The celebrations will be articulated around two key moments, in June and September 2023.
Kapwani Kiwanga
June 30, 2023–January 7, 2024
Curated by Sandra Patron, director at the Capc.
Following her recent solo exhibitions at the New Museum in New York, Haus der Kunst in Munich, MOCA in Toronto and taking place before the Canadian Pavilion for the 60th Venice Biennale (2024), Kapwani Kiwanga has been commissioned to conceive a new project for the museum’s nave, responding to its multi-layered history. Initially built in 1824 to operate as a bonded warehouse for colonial goods, it started hosting contemporary art exhibitions and performances in the 70s. The then non-profit organisation known as Capc hosted its first exhibition in the Entrepôt Lainé in 1974, one year after its initial founding. Inviting Kiwanga was relevant on at least two levels, as she centers ways of opening histories and spaces to interrogate our shared past, all the while referencing the legacy of minimalist aesthetics, which have been a core part of the Capc’s activity.

__DATA__
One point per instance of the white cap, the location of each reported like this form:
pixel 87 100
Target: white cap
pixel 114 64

__WORK REQUEST 1__
Reproduce the passage on the Kapwani Kiwanga exhibition between "The celebrations will" and "at the Capc.", inclusive.
__WORK REQUEST 2__
Carry on the passage on the Kapwani Kiwanga exhibition from the point where it stops.
The material has no connection to the passage on the Kapwani Kiwanga exhibition.

__RESPONSE BOX 1__
The celebrations will be articulated around two key moments, in June and September 2023.
Kapwani Kiwanga
June 30, 2023–January 7, 2024
Curated by Sandra Patron, director at the Capc.

__RESPONSE BOX 2__
50 Years Anniversary Weekend
September 23–24, 2023
To celebrate its 50 years anniversary, the Capc is organising a weekend of performances, conversations, workshops, visits, games, music, and dance, with a set of guests to be announced later this year. Taking over the whole building and running day and night, the programme of events will feed from the institution’s history, exhibitions’ archives and people’s memory to help us witness what is at stake today. At once retrospective, prospective and celebratory, these two days will concentrate the energy of an institutional mid-life crisis, acknowledging that the Capc’s history is also one of a series of crisis.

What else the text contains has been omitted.